■ **Objective**: Return each line of the records below without any change.

--- start Input records ---

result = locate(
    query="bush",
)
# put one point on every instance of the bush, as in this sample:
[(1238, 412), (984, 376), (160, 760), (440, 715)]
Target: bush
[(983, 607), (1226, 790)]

--- end Input records ---

■ **Worked solution**:
result = locate(
    query="bush",
)
# put one point on every instance of the bush, as in this sample:
[(1238, 412), (984, 376), (160, 760), (440, 715)]
Target: bush
[(983, 607), (1226, 790)]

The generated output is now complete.